Records for this exercise:
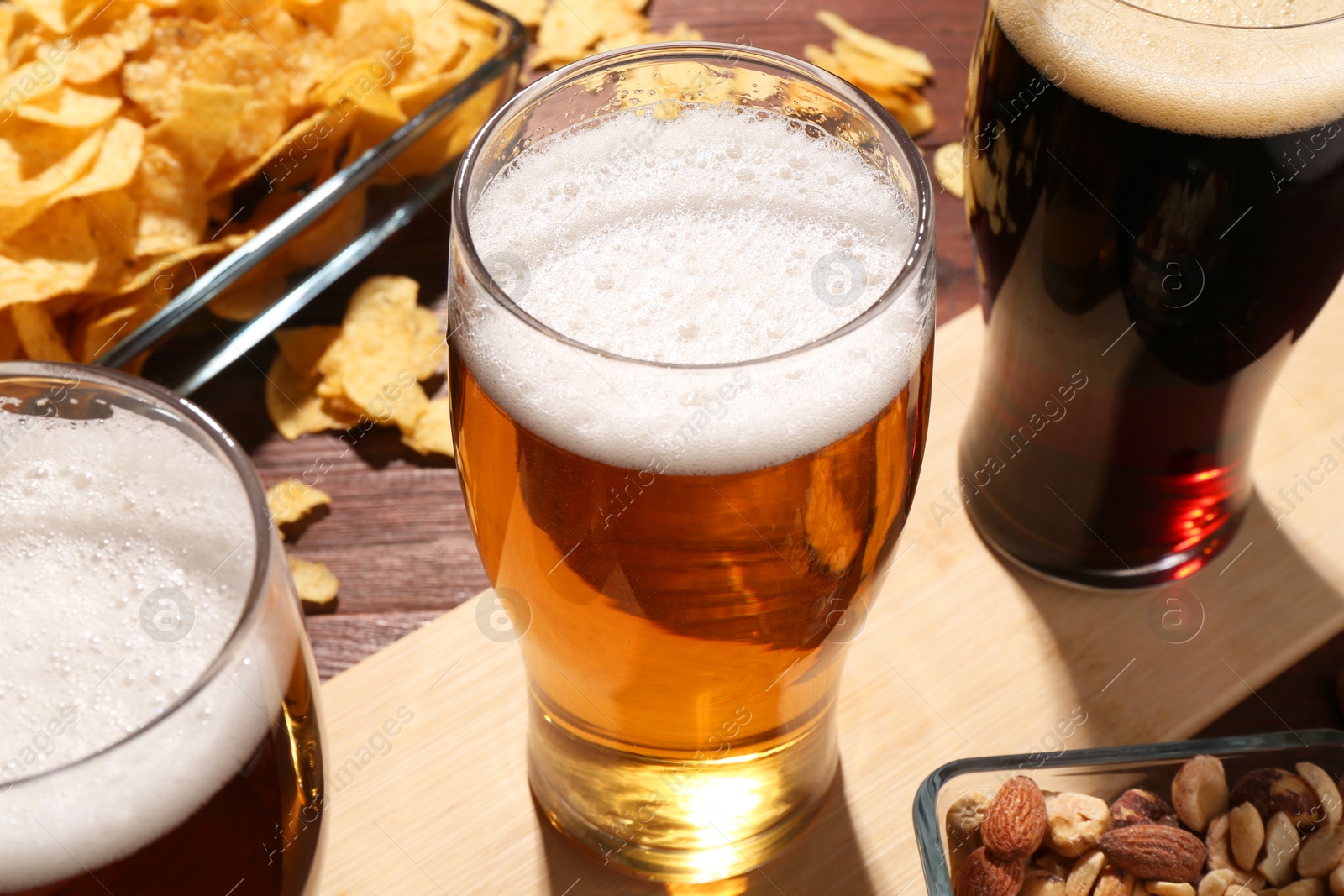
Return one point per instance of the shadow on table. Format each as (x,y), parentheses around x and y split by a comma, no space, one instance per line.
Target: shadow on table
(1257,607)
(826,859)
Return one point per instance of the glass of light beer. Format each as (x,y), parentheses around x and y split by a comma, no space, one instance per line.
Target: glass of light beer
(159,718)
(1156,201)
(691,312)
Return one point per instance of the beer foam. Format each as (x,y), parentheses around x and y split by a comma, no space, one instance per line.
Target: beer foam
(710,237)
(96,516)
(1260,78)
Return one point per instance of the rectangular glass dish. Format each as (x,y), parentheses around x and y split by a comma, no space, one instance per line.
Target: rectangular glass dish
(188,343)
(1105,773)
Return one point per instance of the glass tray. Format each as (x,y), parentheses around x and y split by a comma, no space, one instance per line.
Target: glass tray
(1105,773)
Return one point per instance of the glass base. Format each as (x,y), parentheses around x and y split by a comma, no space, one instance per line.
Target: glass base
(1119,577)
(680,820)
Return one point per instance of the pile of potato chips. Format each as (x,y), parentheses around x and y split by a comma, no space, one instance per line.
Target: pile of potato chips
(143,140)
(291,501)
(889,73)
(366,371)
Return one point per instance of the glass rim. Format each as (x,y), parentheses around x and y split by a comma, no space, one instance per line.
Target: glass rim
(1216,26)
(696,50)
(239,464)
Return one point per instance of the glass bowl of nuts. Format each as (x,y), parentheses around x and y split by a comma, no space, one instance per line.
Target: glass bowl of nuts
(1252,815)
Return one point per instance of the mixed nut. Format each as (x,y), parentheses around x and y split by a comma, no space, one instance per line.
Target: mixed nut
(1276,833)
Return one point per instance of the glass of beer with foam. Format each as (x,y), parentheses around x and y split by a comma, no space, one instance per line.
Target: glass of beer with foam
(1156,199)
(691,312)
(159,718)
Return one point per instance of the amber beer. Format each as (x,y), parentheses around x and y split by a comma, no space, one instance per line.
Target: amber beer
(174,745)
(685,465)
(1158,211)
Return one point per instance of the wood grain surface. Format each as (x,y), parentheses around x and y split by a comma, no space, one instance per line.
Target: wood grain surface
(396,535)
(958,658)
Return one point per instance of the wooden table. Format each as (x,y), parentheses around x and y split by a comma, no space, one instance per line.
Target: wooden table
(398,537)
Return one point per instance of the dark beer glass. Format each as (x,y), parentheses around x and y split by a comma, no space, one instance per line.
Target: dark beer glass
(1158,212)
(221,789)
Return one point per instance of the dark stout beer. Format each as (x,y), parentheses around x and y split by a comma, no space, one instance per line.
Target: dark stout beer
(159,728)
(1156,221)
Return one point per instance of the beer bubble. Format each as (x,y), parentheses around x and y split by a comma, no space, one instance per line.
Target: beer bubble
(167,616)
(846,618)
(503,616)
(839,278)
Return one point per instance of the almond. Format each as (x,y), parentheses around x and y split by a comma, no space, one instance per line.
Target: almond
(987,875)
(1015,821)
(1156,852)
(1200,792)
(1247,835)
(1274,790)
(1142,808)
(1327,792)
(1281,846)
(1321,852)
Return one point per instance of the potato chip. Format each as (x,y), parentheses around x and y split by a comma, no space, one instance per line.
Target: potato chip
(38,333)
(116,165)
(370,29)
(102,331)
(54,15)
(37,163)
(291,501)
(316,584)
(884,71)
(71,107)
(875,46)
(429,343)
(127,125)
(949,167)
(438,38)
(172,202)
(571,27)
(293,405)
(371,364)
(55,255)
(96,58)
(8,336)
(203,127)
(889,73)
(433,432)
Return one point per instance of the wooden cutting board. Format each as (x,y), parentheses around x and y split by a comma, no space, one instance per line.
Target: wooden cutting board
(961,658)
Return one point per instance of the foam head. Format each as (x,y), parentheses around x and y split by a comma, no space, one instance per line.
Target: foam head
(127,551)
(694,235)
(1270,73)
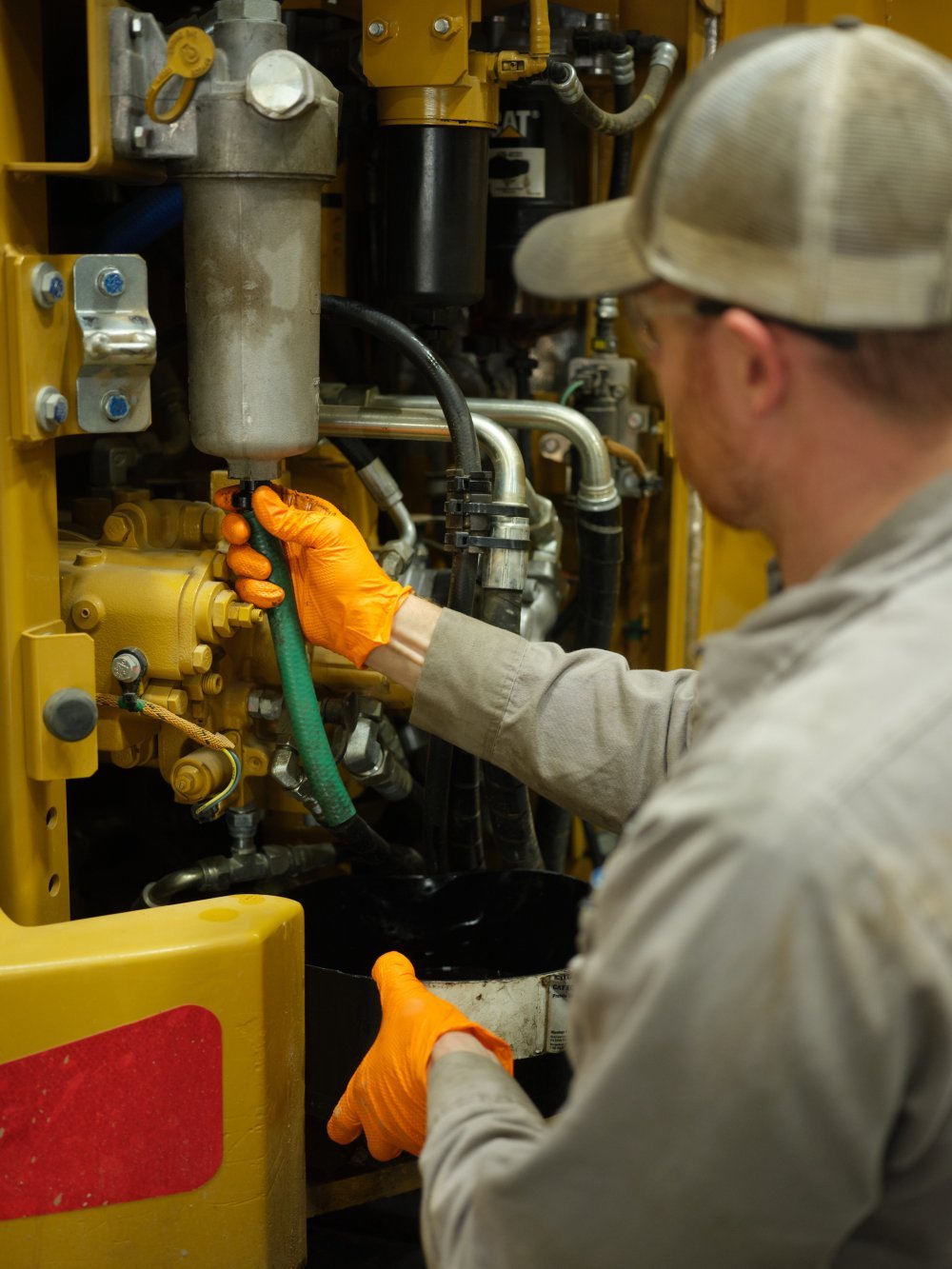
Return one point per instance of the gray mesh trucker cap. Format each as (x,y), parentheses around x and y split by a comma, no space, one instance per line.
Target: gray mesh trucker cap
(803,171)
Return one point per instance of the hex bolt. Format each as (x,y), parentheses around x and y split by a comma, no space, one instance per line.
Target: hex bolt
(48,286)
(110,282)
(126,667)
(51,407)
(116,406)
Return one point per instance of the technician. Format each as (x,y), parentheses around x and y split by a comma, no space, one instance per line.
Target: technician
(762,1013)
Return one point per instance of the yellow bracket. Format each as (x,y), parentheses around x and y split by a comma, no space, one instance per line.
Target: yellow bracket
(188,54)
(102,160)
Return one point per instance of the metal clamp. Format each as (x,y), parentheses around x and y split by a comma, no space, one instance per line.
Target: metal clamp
(118,343)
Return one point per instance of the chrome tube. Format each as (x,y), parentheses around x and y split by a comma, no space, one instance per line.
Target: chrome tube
(597,491)
(418,423)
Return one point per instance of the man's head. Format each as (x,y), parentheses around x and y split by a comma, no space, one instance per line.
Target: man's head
(788,248)
(805,172)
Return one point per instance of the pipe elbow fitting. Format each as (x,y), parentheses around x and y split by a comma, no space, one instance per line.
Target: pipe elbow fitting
(664,53)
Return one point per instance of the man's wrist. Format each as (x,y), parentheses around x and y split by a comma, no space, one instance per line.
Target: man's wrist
(459,1042)
(403,655)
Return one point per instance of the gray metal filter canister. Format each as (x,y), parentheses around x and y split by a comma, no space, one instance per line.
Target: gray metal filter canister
(266,126)
(253,302)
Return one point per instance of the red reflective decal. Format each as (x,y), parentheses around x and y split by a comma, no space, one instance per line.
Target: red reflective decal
(126,1115)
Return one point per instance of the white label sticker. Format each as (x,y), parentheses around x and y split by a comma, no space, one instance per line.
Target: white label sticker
(558,1014)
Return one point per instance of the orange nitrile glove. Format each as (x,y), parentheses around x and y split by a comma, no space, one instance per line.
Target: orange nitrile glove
(345,599)
(387,1097)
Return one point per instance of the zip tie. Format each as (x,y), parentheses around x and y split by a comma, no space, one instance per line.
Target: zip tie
(208,739)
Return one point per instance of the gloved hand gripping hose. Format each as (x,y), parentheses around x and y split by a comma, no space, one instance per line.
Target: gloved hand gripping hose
(347,826)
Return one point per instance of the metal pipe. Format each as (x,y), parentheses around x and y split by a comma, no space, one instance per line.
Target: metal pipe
(597,491)
(567,88)
(415,423)
(695,571)
(712,34)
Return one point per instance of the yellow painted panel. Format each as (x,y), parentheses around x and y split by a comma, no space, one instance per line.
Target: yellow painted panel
(410,53)
(53,660)
(734,580)
(927,20)
(242,957)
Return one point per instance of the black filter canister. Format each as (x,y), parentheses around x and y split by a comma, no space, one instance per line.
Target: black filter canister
(531,172)
(436,214)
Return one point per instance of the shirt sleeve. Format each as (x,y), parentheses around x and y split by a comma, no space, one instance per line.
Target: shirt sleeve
(583,728)
(741,1039)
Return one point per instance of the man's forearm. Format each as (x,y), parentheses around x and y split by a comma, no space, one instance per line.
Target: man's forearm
(402,659)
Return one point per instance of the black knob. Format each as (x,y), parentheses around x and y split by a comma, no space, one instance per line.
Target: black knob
(70,715)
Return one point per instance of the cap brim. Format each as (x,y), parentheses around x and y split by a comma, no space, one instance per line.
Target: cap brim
(581,254)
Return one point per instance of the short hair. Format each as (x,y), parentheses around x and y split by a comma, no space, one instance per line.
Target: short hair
(899,372)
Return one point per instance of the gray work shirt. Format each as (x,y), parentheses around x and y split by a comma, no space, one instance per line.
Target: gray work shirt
(762,1017)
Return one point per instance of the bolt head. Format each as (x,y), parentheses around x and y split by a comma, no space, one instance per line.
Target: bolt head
(116,406)
(52,408)
(48,285)
(280,85)
(126,667)
(110,282)
(266,704)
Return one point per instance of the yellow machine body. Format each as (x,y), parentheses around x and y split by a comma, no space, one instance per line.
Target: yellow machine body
(141,570)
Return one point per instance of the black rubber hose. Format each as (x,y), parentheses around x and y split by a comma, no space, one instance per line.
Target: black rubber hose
(554,827)
(463,434)
(440,759)
(593,117)
(600,575)
(465,850)
(463,583)
(600,579)
(360,844)
(623,148)
(509,806)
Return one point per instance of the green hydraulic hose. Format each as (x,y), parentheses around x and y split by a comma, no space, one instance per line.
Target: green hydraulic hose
(300,697)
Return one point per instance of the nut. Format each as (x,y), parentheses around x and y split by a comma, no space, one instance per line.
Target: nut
(48,286)
(280,85)
(266,704)
(201,658)
(116,406)
(110,282)
(126,667)
(51,407)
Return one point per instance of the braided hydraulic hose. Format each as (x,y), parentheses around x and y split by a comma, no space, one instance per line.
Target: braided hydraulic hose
(567,88)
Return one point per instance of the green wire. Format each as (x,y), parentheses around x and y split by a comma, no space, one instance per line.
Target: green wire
(209,810)
(570,391)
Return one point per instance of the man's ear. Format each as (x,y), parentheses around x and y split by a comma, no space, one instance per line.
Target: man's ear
(754,368)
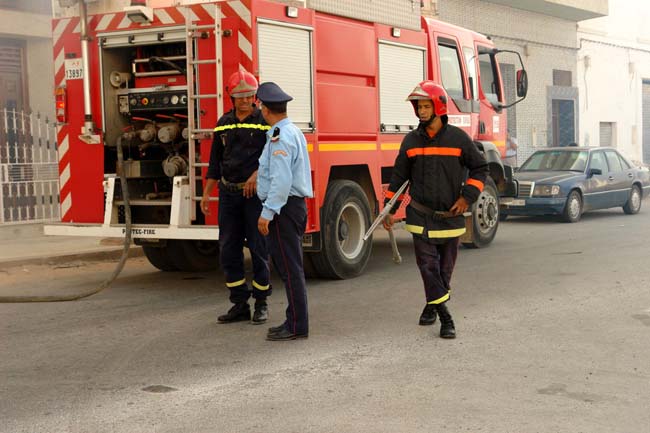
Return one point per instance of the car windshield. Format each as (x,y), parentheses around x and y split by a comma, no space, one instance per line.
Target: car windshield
(556,160)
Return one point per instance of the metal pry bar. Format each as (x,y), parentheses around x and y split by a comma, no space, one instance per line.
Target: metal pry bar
(385,210)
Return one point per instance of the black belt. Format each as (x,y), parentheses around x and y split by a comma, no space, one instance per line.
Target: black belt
(231,186)
(436,214)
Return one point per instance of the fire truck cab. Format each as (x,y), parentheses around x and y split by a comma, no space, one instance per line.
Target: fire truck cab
(152,80)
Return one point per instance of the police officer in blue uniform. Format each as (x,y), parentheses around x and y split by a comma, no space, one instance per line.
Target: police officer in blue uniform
(239,138)
(283,183)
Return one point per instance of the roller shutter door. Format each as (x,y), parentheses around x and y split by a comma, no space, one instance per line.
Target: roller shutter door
(285,58)
(646,122)
(400,67)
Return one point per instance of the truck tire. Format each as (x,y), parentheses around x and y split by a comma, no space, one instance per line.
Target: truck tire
(159,258)
(485,216)
(345,219)
(194,255)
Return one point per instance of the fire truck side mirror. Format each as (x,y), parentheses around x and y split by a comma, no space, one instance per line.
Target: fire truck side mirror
(522,83)
(67,3)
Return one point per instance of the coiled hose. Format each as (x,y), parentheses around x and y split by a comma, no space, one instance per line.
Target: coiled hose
(123,257)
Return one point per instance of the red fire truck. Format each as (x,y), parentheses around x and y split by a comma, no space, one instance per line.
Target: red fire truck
(151,80)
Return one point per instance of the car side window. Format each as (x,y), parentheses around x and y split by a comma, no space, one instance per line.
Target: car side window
(598,161)
(613,161)
(626,165)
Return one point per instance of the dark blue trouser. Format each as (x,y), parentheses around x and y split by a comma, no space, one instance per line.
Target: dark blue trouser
(238,222)
(436,263)
(285,242)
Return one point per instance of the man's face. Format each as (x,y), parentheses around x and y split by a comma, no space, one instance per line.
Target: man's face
(425,110)
(265,112)
(244,105)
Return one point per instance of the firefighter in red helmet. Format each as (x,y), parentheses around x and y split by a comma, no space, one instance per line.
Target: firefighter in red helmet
(239,139)
(435,158)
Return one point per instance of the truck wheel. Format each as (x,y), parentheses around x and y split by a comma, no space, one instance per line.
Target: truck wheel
(345,219)
(485,216)
(194,255)
(159,258)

Exercise requirements: Repeat only the stretch of lines that begins at the line containing "Return one point per instance of the dark blue" and ends at the last line above, both included.

Exercise result:
Return one point per instance of the dark blue trouser. Format each as (x,y), parentheses around x and y split by a comma, no space, one instance per line.
Target: dark blue trouser
(238,222)
(436,263)
(285,242)
Return one point per instance of the man's face. Format each as (x,y), parentheses around x and y split by a comma, no space, one instance per line.
Target: man's face
(425,110)
(265,112)
(244,105)
Return one point per instance of the firefighter in red helmet. Format each as (x,y), parentheses around x and y split by a comma, no space, one instance per line.
Target: firefighter in red helmet
(239,139)
(435,158)
Return one point per instance of the truck wheel. Format each as (x,y), parentheses around x and y split by a comma, no space, one instance per line.
Target: truck wheel
(345,219)
(485,216)
(194,255)
(159,258)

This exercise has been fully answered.